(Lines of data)
-- Start --
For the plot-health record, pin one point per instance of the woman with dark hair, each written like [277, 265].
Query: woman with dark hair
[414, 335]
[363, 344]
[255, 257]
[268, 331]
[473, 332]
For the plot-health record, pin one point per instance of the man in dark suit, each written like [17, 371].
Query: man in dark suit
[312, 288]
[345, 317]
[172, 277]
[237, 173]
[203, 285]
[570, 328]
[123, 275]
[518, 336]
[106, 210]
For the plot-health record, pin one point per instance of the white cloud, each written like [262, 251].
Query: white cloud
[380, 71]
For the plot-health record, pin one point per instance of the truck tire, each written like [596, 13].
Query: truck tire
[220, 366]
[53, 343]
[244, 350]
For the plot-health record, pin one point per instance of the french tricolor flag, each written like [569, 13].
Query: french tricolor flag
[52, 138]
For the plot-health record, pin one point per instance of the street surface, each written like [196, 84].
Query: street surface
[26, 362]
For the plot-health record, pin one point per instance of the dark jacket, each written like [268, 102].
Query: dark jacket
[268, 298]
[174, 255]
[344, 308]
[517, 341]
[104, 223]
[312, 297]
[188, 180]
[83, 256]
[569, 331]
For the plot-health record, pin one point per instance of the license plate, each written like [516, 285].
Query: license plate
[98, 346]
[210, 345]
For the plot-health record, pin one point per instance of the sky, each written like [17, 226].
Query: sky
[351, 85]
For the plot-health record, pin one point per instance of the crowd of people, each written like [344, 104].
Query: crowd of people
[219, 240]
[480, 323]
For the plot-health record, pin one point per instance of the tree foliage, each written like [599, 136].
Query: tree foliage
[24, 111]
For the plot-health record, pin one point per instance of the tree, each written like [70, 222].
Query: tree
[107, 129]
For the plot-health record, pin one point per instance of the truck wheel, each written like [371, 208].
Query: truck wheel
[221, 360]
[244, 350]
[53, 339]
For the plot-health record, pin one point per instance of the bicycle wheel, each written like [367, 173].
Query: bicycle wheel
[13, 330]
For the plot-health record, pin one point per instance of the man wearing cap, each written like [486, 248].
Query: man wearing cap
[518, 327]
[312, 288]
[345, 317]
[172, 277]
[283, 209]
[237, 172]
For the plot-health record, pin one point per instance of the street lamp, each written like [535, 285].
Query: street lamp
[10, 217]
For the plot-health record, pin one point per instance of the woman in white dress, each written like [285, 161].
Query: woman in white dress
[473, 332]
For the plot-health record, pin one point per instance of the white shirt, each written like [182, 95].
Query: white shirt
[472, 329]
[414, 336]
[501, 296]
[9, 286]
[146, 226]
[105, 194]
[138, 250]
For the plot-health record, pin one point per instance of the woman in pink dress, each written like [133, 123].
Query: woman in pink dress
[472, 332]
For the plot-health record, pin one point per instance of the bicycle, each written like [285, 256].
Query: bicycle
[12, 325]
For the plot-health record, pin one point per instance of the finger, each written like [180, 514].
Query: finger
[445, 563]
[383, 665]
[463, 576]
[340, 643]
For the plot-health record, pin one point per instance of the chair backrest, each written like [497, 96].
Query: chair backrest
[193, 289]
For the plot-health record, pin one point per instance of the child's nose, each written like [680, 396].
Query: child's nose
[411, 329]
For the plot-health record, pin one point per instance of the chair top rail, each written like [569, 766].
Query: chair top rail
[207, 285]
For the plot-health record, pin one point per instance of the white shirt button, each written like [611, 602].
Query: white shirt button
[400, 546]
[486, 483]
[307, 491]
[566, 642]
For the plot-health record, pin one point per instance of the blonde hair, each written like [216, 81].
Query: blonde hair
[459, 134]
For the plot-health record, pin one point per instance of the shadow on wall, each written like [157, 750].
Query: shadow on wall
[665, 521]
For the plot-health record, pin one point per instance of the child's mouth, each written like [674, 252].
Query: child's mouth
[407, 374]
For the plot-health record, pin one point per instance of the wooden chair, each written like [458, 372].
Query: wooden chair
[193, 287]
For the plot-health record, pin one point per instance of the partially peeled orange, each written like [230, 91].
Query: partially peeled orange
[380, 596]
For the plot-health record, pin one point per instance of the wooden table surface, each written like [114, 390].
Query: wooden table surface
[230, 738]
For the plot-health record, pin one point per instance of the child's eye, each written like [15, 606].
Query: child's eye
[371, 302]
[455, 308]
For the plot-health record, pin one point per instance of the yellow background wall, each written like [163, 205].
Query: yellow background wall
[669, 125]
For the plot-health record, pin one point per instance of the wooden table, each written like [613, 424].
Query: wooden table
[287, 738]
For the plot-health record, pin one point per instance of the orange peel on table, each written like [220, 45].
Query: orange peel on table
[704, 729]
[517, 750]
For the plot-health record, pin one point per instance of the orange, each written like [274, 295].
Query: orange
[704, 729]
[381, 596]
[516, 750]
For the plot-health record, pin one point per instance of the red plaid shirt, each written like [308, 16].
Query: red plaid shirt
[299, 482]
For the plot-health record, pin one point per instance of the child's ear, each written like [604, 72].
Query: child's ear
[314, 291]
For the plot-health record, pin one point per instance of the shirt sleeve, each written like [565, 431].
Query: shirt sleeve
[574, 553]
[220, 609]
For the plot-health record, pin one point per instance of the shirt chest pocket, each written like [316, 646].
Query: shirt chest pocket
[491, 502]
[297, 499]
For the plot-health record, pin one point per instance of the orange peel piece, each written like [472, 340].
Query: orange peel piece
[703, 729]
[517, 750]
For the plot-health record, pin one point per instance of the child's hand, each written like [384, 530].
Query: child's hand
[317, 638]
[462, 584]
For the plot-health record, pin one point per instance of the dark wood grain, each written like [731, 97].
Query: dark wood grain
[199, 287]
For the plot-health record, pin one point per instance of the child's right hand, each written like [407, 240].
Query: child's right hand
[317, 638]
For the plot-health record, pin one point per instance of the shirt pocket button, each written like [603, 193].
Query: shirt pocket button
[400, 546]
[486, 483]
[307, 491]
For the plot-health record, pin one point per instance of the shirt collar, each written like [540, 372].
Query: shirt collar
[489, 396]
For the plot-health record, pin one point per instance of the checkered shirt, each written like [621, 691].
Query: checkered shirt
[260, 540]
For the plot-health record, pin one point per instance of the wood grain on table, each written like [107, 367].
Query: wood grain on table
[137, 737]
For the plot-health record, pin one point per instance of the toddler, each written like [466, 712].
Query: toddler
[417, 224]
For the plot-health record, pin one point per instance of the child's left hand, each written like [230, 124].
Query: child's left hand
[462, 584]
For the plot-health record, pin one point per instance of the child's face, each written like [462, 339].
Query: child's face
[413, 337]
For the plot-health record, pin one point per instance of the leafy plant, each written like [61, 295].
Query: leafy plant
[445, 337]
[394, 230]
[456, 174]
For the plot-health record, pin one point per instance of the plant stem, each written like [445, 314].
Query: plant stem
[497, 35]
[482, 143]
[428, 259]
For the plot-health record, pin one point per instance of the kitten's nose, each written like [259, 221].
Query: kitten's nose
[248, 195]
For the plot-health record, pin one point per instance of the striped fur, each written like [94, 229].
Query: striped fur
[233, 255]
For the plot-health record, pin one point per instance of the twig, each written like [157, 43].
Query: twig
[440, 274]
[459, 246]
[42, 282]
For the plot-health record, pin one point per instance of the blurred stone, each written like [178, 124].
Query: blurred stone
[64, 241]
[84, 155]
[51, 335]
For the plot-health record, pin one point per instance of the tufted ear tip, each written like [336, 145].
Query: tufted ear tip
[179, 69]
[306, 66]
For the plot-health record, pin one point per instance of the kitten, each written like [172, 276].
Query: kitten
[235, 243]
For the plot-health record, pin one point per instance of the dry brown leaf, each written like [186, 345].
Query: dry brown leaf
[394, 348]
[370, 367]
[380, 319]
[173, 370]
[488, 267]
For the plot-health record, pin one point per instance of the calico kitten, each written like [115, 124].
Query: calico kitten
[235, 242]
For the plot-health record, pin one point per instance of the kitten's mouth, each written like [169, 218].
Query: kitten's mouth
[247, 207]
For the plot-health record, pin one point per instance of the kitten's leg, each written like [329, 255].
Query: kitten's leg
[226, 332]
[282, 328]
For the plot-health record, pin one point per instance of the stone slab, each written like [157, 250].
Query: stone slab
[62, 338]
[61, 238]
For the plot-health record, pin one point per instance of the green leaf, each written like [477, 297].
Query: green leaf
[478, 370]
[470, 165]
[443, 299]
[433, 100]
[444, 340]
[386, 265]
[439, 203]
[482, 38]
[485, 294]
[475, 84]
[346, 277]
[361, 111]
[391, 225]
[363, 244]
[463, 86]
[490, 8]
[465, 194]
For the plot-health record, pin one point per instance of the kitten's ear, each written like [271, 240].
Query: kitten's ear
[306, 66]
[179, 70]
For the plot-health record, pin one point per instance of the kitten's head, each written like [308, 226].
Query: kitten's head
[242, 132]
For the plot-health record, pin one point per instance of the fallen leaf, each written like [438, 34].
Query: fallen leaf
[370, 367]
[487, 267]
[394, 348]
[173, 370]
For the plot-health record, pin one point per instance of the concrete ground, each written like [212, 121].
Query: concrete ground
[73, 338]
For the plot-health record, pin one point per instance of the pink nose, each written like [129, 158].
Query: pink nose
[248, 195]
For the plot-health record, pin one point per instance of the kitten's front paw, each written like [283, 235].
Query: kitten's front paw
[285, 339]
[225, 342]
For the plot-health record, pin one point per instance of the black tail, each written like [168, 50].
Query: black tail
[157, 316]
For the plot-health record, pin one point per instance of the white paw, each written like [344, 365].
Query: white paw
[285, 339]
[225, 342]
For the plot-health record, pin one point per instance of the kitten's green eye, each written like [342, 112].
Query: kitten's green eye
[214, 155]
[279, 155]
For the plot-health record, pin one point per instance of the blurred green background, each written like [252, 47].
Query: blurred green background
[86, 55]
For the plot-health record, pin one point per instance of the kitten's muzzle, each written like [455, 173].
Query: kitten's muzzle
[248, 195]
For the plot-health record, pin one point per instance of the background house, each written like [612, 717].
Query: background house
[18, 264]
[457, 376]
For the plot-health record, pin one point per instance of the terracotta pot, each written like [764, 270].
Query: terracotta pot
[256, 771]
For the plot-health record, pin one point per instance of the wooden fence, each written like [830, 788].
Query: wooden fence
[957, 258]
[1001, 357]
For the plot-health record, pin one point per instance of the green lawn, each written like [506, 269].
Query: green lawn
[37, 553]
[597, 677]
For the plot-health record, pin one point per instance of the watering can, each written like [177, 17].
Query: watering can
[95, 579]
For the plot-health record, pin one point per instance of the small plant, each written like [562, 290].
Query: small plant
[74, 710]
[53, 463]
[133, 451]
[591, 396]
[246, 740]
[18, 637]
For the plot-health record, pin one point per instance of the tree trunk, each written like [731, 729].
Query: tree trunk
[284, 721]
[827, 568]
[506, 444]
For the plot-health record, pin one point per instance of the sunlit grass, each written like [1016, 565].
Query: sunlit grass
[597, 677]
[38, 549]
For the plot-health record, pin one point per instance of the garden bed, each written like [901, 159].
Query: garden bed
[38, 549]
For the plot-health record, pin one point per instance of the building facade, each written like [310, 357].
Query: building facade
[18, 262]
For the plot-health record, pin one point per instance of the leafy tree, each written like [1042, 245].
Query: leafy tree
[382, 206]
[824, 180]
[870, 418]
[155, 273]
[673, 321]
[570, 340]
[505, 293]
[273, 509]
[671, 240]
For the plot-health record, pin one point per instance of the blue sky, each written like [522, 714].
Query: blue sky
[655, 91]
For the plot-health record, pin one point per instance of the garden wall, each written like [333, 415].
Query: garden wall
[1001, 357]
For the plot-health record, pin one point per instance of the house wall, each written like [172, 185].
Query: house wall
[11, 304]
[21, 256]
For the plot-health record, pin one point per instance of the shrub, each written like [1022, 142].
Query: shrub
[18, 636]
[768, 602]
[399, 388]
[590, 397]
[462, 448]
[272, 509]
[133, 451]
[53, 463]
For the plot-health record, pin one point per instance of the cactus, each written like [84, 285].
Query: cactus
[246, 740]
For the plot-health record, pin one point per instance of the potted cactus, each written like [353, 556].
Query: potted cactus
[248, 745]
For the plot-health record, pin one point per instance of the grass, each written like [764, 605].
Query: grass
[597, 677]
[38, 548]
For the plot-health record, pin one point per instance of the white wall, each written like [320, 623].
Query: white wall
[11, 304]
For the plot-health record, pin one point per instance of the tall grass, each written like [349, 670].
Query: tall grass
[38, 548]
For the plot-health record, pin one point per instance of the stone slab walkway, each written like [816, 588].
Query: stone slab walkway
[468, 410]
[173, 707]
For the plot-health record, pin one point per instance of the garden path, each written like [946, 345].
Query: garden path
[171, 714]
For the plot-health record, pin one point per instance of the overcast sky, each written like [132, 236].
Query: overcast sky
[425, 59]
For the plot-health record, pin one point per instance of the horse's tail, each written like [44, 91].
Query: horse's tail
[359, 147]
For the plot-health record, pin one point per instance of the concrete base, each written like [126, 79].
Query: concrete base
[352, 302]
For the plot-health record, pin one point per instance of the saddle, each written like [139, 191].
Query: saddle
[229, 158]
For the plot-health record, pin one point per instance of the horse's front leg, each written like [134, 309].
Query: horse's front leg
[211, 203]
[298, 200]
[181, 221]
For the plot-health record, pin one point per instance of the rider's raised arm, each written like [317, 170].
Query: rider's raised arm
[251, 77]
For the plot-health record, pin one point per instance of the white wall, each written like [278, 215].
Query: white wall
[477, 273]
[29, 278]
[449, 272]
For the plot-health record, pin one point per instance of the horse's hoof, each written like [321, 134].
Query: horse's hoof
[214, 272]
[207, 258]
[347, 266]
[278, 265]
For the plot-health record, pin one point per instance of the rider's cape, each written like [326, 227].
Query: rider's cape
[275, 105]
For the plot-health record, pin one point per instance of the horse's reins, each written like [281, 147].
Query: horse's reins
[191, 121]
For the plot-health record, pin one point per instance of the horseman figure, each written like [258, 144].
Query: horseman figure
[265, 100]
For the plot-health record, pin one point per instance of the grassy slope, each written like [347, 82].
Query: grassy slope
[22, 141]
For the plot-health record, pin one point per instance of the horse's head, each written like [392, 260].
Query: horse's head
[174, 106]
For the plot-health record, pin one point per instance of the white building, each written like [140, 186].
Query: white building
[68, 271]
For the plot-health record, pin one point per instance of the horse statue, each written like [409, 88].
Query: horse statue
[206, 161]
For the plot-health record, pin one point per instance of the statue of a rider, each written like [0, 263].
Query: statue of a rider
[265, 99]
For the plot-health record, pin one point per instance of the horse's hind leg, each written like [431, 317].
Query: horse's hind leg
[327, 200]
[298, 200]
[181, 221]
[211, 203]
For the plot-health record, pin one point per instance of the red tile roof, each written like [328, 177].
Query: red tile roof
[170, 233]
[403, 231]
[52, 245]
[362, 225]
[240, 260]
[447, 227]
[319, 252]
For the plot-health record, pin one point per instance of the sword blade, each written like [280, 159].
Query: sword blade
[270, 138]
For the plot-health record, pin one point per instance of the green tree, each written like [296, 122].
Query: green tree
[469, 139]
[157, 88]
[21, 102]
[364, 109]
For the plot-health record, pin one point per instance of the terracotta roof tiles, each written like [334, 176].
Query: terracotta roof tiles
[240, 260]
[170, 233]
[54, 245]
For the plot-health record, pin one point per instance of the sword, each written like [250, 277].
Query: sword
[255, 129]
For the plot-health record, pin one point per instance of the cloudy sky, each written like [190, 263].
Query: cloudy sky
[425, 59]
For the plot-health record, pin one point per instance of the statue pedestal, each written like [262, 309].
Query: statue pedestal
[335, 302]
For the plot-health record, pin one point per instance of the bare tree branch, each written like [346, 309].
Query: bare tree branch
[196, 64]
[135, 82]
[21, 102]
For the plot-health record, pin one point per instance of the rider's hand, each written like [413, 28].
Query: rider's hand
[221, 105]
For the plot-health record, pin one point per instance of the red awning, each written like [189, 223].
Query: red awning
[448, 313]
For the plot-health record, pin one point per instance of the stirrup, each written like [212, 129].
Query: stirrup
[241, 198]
-- End --
Beginning at the line that holds "like [262, 309].", write out word for word each line through the end of the records.

For the plot-health record, pin one point per instance of the statue pedestal, each written like [262, 309].
Query: statue pedestal
[335, 302]
For the plot-health record, pin one point per instance of the bare tree branch, each written like [346, 309].
Query: bare tree branch
[196, 64]
[135, 82]
[21, 102]
For the plot-health record, pin one point per instance of the rider's hand, each written like [413, 28].
Query: rider's hand
[221, 105]
For the plot-health record, pin one point per instance of the red awning, each written like [189, 223].
Query: red awning
[448, 313]
For the plot-health record, pin one point per instance of the stirrup, each written like [212, 129].
Query: stirrup
[241, 198]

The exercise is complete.